* Description of the task *
Nothing but the lines from the one with "Class, indicate each instance of the distant" through the final line of the listing should appear in the answer, each copied exactly.
——
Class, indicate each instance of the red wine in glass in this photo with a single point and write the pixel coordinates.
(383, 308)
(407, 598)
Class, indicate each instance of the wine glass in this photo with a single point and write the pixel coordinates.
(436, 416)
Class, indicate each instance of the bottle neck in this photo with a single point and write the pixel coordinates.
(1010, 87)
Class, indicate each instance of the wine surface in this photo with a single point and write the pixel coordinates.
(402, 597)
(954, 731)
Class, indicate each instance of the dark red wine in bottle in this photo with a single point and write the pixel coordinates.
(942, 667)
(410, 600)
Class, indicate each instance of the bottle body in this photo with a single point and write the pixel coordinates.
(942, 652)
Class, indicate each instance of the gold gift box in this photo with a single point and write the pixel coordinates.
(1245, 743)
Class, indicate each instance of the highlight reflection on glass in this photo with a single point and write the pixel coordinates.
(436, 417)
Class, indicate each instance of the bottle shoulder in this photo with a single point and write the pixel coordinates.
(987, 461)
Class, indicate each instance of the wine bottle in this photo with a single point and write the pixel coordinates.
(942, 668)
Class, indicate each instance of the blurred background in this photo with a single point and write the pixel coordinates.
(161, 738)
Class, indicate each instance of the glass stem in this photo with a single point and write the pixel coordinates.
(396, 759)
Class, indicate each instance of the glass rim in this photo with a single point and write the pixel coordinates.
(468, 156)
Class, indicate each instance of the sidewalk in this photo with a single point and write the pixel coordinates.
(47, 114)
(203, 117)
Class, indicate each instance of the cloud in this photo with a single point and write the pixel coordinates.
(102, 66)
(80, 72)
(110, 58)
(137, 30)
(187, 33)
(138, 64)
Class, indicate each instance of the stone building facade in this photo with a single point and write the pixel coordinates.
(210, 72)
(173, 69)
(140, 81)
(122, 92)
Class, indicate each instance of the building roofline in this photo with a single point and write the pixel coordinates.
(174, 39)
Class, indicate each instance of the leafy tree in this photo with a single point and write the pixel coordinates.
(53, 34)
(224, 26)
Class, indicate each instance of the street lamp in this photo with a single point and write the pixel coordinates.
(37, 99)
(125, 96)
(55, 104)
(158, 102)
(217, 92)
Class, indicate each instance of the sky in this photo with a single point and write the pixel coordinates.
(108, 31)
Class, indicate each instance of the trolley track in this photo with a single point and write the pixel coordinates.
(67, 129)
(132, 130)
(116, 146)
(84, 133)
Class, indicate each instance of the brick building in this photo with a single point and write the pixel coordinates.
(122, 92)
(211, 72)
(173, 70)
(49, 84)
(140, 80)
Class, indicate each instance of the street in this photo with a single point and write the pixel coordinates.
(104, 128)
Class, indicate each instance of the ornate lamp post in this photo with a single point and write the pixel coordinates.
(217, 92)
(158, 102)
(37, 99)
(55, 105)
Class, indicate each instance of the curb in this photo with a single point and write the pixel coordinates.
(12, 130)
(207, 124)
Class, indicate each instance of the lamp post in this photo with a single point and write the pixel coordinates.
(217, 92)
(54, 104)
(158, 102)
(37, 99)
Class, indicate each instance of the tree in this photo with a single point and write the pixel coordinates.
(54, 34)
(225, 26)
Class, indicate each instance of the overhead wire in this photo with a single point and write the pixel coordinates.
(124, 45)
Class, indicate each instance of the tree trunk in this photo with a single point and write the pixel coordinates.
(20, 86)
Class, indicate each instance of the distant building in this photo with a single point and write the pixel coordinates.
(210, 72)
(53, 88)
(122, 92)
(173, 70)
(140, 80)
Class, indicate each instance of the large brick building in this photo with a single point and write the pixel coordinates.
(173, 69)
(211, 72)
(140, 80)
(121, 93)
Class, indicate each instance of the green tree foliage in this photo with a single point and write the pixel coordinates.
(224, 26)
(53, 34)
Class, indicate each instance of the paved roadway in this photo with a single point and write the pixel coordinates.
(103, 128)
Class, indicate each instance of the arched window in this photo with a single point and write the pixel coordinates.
——
* Task output *
Class, indicate each instance of the distant building in this photo with a single point and write the pixel coordinates.
(210, 72)
(53, 88)
(122, 92)
(173, 70)
(140, 80)
Class, indicate each instance of the large brick building in this photo with a single point and write the pixel coordinates.
(173, 69)
(211, 72)
(140, 80)
(121, 93)
Class, indicate each instance of the green tree foliage in this photo with a single point and write the pixel coordinates.
(224, 26)
(53, 34)
Class, indicate each instance of the paved roadway in this photo with a single point and write the pixel coordinates.
(103, 128)
Class, indicate each instance of the arched window in this photo with a single point and write the pixel coordinates.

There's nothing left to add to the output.